Exercise description
Output, with no changes, the span of lines that opens with the line containing "For the benchmark, mark every instance of the bark" and closes with the last line.

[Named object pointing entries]
○ ○ ○ ○ ○ ○ ○
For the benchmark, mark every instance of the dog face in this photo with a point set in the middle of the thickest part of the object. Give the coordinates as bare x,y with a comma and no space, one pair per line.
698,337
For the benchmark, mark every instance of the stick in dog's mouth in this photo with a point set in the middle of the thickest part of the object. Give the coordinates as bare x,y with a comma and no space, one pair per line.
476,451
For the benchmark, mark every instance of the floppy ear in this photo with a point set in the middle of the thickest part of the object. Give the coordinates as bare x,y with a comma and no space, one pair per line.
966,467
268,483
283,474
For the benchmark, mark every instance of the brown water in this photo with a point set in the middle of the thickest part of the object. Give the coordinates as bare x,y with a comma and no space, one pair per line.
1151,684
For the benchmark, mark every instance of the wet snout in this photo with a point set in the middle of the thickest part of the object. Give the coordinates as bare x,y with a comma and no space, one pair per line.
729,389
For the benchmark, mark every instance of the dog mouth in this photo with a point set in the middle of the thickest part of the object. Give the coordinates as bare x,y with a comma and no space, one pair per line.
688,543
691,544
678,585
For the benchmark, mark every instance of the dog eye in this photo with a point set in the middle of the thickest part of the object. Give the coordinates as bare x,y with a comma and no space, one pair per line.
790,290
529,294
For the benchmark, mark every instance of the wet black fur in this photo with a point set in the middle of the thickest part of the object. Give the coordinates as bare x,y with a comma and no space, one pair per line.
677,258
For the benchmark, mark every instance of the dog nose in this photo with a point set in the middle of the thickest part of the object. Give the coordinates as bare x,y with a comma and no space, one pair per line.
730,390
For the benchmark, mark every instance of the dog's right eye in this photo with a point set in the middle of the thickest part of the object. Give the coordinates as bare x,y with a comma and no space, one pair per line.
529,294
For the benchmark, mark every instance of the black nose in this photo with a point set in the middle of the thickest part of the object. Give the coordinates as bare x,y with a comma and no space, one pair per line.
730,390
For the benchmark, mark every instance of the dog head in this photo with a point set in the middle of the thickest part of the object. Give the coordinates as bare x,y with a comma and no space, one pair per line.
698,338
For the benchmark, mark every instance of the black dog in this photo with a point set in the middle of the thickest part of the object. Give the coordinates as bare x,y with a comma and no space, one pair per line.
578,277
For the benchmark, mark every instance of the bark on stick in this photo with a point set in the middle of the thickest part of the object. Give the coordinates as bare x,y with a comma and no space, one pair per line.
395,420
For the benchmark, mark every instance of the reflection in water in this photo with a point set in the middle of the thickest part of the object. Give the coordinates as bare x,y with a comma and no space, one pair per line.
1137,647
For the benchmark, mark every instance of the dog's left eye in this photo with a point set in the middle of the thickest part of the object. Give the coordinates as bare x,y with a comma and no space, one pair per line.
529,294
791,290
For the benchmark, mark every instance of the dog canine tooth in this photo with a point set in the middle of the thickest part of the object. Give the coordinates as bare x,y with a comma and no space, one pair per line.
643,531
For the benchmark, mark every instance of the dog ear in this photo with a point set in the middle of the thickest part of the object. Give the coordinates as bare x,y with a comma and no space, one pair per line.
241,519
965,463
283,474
○ ○ ○ ○ ○ ○ ○
Final result
For the benchmark, mark every instance of the bark on stick in this photo with a point set in the middle of the thickest part of the object. Give the coordinates as bare x,y with a comma and no space, one pair per line.
395,420
For the benchmark, mark every instance of the reflection in water in this photo with a point set in the middle of the thickest part of the object. Give the coordinates as bare x,y with a comma and no space, one pair per line.
1137,647
For the benchmark, mark every instance of the dog's left eye in this photo with a point set in the middle of the thickest part of the object. Give the coordinates as bare x,y with a comma and no space, one pair per line.
529,294
791,290
For the benchmark, mark every instance of the dog canine tooth in this photo with a point set in the middle of the thickest part of the object. Give the coordinates as bare x,y with a comma and no space, one pair per line.
643,531
For the benchmark, mark every instance of the dog ear in this photo with a point set in the middle of the thickest part of the object. Give the coordinates as bare x,y with a comma and no space, one pair per line.
241,519
965,463
283,474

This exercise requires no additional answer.